**Problem description**
Count the lines in the records below that contain the word "brick", and give only that number.

**Records**
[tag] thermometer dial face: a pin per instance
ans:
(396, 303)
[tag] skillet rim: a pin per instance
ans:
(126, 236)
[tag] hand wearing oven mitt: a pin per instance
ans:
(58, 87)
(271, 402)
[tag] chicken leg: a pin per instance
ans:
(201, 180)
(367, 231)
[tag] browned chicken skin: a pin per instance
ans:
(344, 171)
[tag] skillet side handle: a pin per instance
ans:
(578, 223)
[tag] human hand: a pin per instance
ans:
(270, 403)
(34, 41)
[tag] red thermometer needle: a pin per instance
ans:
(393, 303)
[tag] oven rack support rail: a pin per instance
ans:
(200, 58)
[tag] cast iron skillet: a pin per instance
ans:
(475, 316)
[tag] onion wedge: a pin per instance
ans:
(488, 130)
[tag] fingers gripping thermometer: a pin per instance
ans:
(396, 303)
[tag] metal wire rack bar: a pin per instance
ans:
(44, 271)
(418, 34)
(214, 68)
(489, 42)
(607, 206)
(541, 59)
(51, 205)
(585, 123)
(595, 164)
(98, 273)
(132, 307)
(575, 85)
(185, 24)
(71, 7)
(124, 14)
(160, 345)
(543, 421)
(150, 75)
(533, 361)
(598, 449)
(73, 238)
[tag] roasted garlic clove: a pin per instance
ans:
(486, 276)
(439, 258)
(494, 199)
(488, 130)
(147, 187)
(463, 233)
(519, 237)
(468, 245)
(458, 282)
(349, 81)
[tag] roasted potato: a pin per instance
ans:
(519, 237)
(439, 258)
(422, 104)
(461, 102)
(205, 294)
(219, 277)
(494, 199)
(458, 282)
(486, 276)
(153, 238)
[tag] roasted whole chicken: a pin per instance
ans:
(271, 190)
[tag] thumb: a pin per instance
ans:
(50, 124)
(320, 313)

---

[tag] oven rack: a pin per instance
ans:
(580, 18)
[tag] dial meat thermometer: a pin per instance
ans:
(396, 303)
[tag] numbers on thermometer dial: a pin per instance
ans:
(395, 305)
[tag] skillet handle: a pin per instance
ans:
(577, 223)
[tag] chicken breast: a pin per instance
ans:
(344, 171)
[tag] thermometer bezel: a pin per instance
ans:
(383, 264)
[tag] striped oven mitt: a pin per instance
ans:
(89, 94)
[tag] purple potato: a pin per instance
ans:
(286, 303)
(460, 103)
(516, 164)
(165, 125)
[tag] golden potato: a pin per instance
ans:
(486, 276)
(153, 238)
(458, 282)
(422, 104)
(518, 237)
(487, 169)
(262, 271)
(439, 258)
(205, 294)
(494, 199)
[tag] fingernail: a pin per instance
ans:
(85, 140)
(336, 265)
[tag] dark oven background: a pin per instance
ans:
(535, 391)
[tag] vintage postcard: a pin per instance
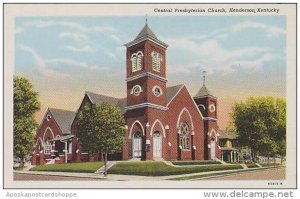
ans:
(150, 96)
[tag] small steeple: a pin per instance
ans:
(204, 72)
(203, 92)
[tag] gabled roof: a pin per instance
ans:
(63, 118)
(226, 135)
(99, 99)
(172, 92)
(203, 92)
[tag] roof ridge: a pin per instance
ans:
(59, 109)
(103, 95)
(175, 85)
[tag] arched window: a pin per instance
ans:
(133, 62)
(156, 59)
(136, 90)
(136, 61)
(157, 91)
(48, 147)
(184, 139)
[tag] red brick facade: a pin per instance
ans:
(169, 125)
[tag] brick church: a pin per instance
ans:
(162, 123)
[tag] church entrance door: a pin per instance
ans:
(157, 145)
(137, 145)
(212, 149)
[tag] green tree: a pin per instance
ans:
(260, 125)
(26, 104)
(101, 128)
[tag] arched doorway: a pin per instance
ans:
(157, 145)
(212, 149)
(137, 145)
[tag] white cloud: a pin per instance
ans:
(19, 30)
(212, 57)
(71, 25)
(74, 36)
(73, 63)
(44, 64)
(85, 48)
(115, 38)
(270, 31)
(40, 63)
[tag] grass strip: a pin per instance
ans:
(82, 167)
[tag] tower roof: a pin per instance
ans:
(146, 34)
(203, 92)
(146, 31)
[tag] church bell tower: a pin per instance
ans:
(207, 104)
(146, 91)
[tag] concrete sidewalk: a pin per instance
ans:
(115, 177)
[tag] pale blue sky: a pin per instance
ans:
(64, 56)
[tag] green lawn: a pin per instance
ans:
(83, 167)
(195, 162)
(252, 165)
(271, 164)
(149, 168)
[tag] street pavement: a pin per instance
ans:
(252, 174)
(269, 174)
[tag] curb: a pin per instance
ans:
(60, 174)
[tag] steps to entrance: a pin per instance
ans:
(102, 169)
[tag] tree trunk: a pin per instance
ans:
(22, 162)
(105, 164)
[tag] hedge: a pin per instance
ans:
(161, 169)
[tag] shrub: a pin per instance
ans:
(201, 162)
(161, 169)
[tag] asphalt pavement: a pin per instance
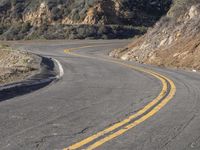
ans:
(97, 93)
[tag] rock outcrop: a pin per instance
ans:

**Final answer**
2